Images do not belong in the copy. Retype all the entries below exactly.

Records:
##########

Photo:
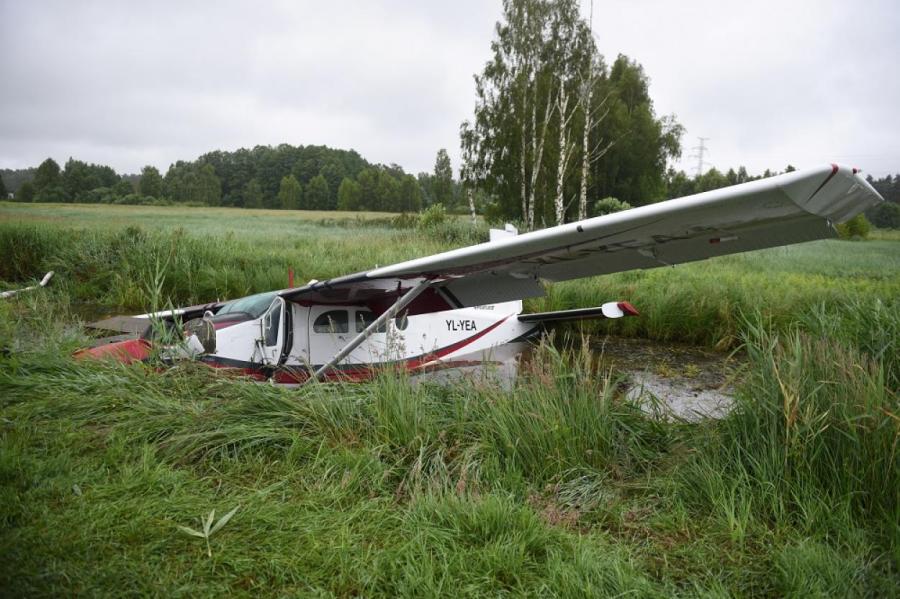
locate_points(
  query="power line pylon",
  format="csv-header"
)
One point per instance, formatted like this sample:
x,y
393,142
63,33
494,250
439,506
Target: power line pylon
x,y
700,152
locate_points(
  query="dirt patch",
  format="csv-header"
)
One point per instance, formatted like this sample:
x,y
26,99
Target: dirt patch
x,y
675,381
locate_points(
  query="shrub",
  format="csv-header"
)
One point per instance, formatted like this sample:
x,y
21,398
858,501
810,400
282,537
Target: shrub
x,y
608,206
855,228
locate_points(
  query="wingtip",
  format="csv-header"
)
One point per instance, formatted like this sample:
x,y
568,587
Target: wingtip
x,y
628,309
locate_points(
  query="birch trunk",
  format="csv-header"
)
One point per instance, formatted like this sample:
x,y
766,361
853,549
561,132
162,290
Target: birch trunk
x,y
585,157
537,147
562,107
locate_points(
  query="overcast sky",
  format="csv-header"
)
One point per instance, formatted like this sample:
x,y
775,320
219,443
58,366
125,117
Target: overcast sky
x,y
135,83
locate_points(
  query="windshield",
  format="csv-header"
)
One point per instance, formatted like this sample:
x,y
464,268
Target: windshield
x,y
254,305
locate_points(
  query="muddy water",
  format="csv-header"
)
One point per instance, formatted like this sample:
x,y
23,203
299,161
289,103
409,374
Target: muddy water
x,y
674,381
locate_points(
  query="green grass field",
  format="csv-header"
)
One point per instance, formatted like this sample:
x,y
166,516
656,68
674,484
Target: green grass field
x,y
559,486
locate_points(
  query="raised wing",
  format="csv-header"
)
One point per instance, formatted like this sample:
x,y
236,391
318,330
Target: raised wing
x,y
790,208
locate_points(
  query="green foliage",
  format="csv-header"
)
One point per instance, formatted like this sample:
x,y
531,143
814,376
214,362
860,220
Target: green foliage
x,y
442,182
512,149
855,228
290,195
252,194
349,195
317,195
410,195
885,216
608,206
433,216
25,193
151,182
47,176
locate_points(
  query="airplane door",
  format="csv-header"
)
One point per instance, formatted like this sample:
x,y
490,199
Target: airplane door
x,y
331,328
329,331
274,330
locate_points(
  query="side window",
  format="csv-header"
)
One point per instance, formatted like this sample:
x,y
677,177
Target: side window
x,y
271,322
364,318
335,321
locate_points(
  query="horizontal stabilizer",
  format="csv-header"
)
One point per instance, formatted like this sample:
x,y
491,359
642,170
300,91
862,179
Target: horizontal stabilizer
x,y
608,310
122,324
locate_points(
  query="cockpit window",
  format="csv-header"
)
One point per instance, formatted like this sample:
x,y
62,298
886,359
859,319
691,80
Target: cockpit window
x,y
364,318
253,305
334,321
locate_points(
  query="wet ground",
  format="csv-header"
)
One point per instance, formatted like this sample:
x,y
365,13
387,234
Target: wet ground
x,y
675,381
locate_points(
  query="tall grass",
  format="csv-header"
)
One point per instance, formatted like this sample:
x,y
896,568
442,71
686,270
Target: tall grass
x,y
811,444
558,485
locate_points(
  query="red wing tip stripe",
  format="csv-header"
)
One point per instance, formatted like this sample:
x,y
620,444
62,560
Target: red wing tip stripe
x,y
628,309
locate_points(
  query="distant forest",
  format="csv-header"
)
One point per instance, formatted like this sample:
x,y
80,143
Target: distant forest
x,y
558,134
321,178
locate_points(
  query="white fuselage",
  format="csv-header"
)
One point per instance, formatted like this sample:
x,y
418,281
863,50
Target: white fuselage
x,y
291,340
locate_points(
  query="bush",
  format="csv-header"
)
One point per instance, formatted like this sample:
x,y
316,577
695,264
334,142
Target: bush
x,y
885,216
433,216
855,228
608,206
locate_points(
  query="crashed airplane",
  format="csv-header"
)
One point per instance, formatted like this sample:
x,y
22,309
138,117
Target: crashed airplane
x,y
462,309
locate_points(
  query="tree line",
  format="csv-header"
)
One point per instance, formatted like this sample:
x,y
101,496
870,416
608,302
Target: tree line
x,y
281,177
555,125
557,134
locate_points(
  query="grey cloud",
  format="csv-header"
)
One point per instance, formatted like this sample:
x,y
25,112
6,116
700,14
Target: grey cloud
x,y
134,83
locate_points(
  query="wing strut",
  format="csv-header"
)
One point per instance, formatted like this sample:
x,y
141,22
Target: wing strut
x,y
385,316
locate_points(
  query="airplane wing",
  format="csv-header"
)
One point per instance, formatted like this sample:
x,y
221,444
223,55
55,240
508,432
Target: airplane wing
x,y
790,208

##########

Solution to the exercise:
Photo:
locate_points(
  query="power line pylon",
  format="csv-header"
)
One point per instance, formatted like this sample:
x,y
393,142
63,33
494,250
439,506
Target: power line pylon
x,y
700,152
locate_points(
  query="dirt patch",
  format="csv-header"
)
One point per instance, formatted like this sample:
x,y
26,99
Target: dirt patch
x,y
675,381
locate_points(
  query="shrub",
  format="csv-header"
)
One point per instance, formatted like this sample:
x,y
21,398
858,501
810,400
282,537
Target: shrub
x,y
608,206
855,228
locate_points(
  query="wingtip",
  format="csv-header"
)
One point per instance, formatted like this sample:
x,y
568,587
Target: wingtip
x,y
628,309
locate_points(
  query="birch trunk",
  format="csv-header"
)
One point per instance, formatted like this sample:
x,y
766,361
853,549
561,132
162,290
Target: birch trunk
x,y
585,157
537,147
562,107
locate_points(
  query="overcast sky",
  format="csv-header"
)
One point per instance, formatted like this sample:
x,y
775,320
219,443
58,366
125,117
Target: overcast sky
x,y
135,83
locate_points(
  query="windshield",
  format="csv-header"
)
One point per instance, formatted like this sample:
x,y
464,268
Target: windshield
x,y
254,305
locate_points(
  query="muddy water",
  format="csv-header"
)
One point per instance, formatted like this sample:
x,y
23,203
299,161
289,103
409,374
Target: muddy water
x,y
674,381
locate_points(
  query="green grass field",
  format="csv-header"
)
One point per instance, formatted like this sample:
x,y
166,516
656,68
674,484
Target: green grass field
x,y
559,486
locate_points(
  query="raised wing",
  format="csv-header"
)
One point per instance, formatted like this sample:
x,y
236,391
318,330
Target: raised wing
x,y
790,208
locate_points(
  query="green foliage",
  format="csv-header"
)
One point per instance, formatted like this sample:
x,y
531,143
814,376
214,362
860,220
Target: green foliage
x,y
442,182
512,149
855,228
290,195
252,194
349,195
317,195
410,195
885,216
608,206
433,216
25,193
151,182
47,176
locate_points(
  query="airplane door",
  format="csv-header"
)
One point per instance, formatted like this sample:
x,y
490,199
Target: airplane door
x,y
331,328
329,331
274,330
locate_points(
  query="side window",
  format="csv-header"
)
One point per instance, formatted like this sample:
x,y
677,177
Target: side window
x,y
271,322
364,318
335,321
locate_points(
  query="horizontal stabilizer",
  format="csv-header"
)
One point per instance, formatted like this sample:
x,y
491,359
642,170
300,91
862,179
Target: horizontal stabilizer
x,y
608,310
122,324
locate_points(
  query="cockpit window",
  format="csv-header"
)
One point per instance, formatted like this sample:
x,y
62,298
886,359
859,319
691,80
Target: cockpit window
x,y
364,318
253,305
334,321
locate_points(
  query="wet ground",
  format="csv-header"
)
One point per instance, formatted like this sample:
x,y
365,13
387,234
Target: wet ground
x,y
675,381
locate_points(
  query="tall grass",
  format="csv-header"
)
One point per instance, formatted like this sample:
x,y
896,568
442,71
686,270
Target: tall grass
x,y
811,444
558,485
locate_points(
  query="red wing tip stripe",
  format="csv-header"
)
One point per instance, formatted like this sample:
x,y
620,444
62,560
Target: red wing tip stripe
x,y
628,309
locate_points(
  query="distant forest",
  format="csv-header"
)
One point per instance, formatted like this sample:
x,y
80,143
Target: distant forest
x,y
558,134
321,178
locate_points(
  query="white fuselage",
  format="csv-header"
)
One point per instance, formatted like this sample:
x,y
418,281
863,50
Target: white fuselage
x,y
291,340
locate_points(
  query="bush",
  format="csv-header"
)
One point per instance, formatted like this sample:
x,y
316,577
695,264
334,142
Target: bush
x,y
885,216
433,216
855,228
608,206
locate_points(
  query="crashed airplane",
  format="csv-header"
)
One point per instance, formatted like this sample:
x,y
22,309
138,117
Target: crashed airplane
x,y
462,309
locate_points(
  query="tree line",
  format="csv-header"
)
One point per instance, formatted like this sample:
x,y
101,496
870,416
608,302
Target: tree line
x,y
281,177
555,125
557,134
locate_points(
  query="grey cloud",
  format="csv-header"
)
One point per instance, formatted like this sample:
x,y
25,112
6,116
700,14
Target: grey cloud
x,y
134,83
locate_points(
  query="wing strut",
  format="csv-header"
)
One point per instance, formatted like this sample:
x,y
141,22
Target: wing strut
x,y
385,316
locate_points(
  query="airplane wing",
  format="csv-header"
)
One point per instance, formatted like this sample:
x,y
221,444
223,55
55,240
508,432
Target: airplane wing
x,y
790,208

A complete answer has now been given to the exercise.